— Exercise data —
▼▼▼
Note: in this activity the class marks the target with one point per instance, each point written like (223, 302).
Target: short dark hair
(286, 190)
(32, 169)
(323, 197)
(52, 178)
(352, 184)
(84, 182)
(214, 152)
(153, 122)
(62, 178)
▲▲▲
— Problem to solve —
The answer must be the complete listing, repeated exactly.

— Answer to this exercise —
Note: in this activity the class marks the target with one point per instance, each point written like (223, 302).
Target: short dark hair
(286, 190)
(32, 169)
(323, 197)
(52, 178)
(352, 184)
(84, 182)
(214, 152)
(153, 122)
(62, 178)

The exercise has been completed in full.